:: What needs to be done ::
Edit the rows between the line containing "Where can the gray" and the line containing "<point>234,351</point>", inclusive, swapping "black suv" for "black SUV" and leaving everything else unchanged. Return only those lines.

------

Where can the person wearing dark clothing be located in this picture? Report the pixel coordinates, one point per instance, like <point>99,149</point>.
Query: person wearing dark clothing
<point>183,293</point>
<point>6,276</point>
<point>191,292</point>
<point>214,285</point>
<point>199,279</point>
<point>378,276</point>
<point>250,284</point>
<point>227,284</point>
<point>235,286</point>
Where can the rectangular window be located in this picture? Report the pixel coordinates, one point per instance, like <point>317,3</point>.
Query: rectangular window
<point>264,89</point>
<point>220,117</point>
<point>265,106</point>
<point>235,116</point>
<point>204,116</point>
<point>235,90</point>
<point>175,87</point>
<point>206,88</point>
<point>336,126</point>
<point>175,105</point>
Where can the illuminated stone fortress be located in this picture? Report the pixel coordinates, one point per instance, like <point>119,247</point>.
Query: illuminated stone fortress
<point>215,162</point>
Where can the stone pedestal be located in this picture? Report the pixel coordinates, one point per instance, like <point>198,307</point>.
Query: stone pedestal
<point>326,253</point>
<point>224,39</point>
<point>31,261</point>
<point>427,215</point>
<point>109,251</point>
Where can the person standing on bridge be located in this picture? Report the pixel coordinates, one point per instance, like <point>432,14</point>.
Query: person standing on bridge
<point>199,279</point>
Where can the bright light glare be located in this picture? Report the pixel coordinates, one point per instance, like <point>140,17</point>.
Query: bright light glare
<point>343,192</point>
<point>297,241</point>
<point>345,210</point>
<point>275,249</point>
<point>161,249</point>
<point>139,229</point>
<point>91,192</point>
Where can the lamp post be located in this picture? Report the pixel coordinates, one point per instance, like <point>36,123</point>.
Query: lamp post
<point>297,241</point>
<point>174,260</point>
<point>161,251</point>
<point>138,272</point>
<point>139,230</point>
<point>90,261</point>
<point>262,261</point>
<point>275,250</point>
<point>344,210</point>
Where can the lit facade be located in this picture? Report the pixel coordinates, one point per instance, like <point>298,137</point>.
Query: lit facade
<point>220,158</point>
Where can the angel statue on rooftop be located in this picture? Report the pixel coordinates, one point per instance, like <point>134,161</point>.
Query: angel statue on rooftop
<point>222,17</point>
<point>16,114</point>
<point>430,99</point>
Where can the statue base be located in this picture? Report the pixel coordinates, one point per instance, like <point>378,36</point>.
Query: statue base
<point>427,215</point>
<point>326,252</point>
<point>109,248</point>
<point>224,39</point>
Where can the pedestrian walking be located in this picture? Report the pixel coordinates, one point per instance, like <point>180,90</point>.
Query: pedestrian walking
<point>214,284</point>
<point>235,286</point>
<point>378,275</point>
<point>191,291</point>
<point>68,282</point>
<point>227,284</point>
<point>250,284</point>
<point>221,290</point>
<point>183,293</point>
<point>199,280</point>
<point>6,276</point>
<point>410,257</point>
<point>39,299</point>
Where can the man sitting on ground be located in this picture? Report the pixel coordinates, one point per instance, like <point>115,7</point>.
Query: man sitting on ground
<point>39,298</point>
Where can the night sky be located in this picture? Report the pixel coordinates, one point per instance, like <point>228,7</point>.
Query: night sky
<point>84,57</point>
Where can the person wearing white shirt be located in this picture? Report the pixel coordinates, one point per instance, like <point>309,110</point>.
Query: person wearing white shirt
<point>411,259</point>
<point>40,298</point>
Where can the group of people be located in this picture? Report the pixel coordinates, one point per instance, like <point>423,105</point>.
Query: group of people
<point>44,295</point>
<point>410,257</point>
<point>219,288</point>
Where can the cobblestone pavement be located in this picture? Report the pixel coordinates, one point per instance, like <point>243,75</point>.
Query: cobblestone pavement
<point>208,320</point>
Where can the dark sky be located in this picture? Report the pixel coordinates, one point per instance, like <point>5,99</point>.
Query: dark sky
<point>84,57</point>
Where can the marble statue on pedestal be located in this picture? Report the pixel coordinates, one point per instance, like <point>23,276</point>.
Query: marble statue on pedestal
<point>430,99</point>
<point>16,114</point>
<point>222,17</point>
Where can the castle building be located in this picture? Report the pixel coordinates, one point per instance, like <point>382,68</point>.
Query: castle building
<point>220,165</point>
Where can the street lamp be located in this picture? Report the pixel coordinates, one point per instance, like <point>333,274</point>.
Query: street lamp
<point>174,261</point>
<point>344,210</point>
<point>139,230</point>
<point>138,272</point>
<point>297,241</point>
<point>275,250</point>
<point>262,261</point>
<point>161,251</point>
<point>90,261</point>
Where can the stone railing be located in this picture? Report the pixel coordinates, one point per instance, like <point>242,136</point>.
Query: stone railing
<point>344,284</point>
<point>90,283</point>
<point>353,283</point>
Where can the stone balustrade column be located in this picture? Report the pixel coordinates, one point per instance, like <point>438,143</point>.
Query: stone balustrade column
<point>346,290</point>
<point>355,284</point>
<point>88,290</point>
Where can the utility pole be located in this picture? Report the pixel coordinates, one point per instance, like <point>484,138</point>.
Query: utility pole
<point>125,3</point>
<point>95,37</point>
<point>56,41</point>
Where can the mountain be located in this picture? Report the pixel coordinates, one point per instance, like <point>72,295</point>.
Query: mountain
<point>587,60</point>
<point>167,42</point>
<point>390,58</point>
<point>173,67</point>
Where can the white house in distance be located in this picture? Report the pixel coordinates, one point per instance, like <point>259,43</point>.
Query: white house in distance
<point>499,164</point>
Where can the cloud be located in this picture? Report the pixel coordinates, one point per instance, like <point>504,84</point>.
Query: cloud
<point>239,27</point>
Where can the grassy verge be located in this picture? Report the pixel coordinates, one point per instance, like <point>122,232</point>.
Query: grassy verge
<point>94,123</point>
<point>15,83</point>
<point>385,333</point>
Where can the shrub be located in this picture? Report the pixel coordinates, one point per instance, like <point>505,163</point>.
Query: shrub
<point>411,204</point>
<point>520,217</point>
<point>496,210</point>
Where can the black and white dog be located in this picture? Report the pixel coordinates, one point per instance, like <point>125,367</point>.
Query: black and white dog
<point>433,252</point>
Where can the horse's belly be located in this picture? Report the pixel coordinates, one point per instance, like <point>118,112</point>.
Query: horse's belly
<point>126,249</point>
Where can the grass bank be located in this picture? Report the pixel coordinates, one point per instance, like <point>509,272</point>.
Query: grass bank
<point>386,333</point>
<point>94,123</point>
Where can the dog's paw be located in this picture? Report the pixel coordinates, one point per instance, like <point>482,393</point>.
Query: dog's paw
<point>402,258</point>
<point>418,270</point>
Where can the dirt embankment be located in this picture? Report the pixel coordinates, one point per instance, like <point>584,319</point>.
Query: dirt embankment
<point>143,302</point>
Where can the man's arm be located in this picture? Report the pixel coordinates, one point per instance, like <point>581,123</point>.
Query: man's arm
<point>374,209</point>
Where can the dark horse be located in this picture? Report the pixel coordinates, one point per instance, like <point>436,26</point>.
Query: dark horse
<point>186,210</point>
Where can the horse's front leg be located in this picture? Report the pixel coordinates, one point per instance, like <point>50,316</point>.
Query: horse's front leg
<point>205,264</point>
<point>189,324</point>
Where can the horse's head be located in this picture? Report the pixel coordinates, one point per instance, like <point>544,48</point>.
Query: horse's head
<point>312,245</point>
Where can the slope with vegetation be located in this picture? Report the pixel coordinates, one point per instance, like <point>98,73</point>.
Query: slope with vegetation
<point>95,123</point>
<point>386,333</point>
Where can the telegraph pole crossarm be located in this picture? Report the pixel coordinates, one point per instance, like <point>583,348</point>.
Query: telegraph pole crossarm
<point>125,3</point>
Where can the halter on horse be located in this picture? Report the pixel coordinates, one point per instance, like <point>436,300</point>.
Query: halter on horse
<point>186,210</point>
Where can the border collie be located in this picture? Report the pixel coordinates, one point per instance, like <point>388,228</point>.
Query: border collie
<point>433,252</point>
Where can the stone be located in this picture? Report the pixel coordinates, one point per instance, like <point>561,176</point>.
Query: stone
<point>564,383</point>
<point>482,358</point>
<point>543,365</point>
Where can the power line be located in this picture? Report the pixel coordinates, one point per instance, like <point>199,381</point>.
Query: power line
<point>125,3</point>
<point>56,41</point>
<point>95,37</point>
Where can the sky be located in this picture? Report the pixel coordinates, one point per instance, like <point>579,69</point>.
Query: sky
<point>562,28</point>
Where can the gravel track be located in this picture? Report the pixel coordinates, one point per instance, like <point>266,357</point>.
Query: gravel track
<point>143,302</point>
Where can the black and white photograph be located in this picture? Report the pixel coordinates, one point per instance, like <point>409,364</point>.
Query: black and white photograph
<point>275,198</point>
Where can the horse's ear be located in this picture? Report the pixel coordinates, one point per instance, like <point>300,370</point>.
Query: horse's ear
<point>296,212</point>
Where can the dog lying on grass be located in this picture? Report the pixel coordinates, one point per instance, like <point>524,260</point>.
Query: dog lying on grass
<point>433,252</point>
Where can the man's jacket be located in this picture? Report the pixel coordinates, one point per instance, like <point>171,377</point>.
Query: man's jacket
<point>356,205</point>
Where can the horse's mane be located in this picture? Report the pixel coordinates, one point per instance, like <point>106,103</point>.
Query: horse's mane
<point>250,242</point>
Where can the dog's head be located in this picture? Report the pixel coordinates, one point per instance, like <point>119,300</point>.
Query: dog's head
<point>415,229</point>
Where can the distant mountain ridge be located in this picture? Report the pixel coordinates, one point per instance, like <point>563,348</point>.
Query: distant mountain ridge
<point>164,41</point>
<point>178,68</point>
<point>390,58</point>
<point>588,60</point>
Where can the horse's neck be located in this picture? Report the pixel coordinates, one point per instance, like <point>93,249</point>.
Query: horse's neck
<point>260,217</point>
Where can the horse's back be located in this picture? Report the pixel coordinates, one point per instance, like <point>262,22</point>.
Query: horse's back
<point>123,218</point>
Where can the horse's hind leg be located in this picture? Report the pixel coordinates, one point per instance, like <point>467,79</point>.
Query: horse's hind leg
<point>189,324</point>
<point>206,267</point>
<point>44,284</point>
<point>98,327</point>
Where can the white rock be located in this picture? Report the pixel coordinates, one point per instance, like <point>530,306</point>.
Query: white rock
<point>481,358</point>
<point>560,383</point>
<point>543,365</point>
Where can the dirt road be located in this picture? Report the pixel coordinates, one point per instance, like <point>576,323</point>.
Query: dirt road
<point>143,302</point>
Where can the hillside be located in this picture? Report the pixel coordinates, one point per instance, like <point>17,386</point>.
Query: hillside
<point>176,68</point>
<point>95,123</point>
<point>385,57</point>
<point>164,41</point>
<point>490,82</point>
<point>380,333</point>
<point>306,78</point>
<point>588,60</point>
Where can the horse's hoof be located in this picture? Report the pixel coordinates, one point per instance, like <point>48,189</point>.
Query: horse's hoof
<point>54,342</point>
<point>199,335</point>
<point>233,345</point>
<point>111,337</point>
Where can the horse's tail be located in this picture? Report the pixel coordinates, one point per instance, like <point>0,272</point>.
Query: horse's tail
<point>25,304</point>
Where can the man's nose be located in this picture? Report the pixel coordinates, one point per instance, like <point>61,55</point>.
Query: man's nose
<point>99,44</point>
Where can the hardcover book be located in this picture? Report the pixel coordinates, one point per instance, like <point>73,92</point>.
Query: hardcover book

------

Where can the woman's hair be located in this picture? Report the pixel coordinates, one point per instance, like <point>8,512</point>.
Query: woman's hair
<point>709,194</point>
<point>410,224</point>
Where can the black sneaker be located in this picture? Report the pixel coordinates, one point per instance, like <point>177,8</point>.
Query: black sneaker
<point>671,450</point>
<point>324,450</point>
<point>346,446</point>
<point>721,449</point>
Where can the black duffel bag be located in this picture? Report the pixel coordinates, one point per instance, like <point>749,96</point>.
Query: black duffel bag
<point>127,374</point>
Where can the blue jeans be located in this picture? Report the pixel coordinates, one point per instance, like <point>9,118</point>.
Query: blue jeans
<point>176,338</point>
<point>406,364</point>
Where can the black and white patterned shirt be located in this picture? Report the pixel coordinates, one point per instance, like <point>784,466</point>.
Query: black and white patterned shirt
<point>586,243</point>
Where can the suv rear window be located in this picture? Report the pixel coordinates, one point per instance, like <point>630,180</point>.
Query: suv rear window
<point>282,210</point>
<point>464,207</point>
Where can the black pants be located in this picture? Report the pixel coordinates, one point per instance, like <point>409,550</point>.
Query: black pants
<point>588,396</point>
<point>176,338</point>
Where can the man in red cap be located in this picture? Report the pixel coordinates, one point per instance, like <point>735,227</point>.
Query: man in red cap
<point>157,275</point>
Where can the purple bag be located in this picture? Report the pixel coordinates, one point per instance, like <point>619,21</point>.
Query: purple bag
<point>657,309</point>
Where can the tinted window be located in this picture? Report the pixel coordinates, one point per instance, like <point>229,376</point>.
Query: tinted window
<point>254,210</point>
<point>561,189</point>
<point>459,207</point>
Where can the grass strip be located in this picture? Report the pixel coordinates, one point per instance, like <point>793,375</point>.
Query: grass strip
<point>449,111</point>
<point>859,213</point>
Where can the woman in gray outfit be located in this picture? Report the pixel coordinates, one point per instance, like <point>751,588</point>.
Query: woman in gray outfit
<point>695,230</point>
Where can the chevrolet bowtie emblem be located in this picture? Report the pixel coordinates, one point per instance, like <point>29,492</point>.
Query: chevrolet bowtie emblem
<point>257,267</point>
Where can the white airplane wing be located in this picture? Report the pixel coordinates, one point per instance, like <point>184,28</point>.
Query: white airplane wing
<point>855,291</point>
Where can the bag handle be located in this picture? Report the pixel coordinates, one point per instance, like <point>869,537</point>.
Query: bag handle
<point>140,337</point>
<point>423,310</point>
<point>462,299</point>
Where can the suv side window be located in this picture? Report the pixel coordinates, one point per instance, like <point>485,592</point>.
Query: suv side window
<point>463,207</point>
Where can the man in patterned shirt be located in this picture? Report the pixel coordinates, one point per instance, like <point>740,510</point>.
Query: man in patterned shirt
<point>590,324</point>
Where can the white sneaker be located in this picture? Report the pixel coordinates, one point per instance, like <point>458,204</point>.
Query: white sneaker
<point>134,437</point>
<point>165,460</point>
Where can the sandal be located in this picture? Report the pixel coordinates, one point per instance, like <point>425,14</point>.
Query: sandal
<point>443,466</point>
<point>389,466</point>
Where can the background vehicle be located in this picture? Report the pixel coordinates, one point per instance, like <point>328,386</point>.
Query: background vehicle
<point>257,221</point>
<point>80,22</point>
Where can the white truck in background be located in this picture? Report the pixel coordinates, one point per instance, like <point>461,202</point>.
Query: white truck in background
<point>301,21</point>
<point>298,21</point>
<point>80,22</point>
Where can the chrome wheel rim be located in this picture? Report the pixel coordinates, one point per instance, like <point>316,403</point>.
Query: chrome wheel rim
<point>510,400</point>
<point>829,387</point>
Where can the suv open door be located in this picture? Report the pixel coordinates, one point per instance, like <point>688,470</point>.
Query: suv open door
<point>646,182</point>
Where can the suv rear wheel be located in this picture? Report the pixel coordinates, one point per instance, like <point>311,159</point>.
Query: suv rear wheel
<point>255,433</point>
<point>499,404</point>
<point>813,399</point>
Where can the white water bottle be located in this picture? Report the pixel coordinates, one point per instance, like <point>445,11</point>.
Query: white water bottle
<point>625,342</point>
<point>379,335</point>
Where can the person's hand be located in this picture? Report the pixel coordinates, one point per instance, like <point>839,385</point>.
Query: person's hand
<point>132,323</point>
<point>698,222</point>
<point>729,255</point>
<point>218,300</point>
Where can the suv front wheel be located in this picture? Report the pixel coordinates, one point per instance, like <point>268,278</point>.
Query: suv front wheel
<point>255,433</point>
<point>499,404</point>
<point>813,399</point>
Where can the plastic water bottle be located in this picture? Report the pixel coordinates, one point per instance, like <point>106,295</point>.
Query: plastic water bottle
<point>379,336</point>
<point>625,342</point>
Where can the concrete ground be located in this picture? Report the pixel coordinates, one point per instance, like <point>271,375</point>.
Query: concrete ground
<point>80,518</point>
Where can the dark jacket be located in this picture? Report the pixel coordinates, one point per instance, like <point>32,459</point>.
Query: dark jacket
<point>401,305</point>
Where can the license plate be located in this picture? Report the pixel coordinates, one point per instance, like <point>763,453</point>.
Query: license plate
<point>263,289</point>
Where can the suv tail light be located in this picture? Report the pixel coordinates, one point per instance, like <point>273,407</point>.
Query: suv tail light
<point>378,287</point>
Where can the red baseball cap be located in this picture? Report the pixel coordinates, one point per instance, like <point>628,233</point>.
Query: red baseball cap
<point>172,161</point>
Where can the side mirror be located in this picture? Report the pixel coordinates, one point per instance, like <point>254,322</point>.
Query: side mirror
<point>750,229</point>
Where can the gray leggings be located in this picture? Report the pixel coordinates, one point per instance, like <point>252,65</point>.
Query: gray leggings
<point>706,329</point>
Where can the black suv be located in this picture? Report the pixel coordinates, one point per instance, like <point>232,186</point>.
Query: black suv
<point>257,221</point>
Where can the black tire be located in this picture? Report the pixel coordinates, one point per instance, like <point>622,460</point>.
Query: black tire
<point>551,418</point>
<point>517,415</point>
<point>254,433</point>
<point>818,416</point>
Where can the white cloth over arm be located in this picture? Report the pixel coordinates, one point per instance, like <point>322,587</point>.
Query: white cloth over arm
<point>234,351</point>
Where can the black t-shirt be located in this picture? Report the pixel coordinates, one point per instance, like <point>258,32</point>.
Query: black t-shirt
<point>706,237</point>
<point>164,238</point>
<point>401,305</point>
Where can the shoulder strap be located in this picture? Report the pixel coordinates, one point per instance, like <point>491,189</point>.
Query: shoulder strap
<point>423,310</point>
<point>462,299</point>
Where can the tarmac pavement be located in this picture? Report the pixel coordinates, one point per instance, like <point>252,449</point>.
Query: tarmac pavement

------

:: Response to the exercise ::
Where can the gray leggings be located in this picture? Report the pixel coordinates, one point per instance, like <point>252,65</point>.
Query: gray leggings
<point>706,329</point>
Where can the black SUV be located in this picture? Report the pixel coordinates, one point per instance, like <point>232,186</point>.
Query: black SUV
<point>257,221</point>
Where can the black tire be located in this picture? Report the pixel coordinates, one point per instance, like <point>622,460</point>.
Query: black tire
<point>551,418</point>
<point>517,415</point>
<point>254,433</point>
<point>818,416</point>
Where can the white cloth over arm be located in this picture? Report the pixel coordinates, one point per instance, like <point>322,587</point>.
Query: white cloth over arm
<point>234,351</point>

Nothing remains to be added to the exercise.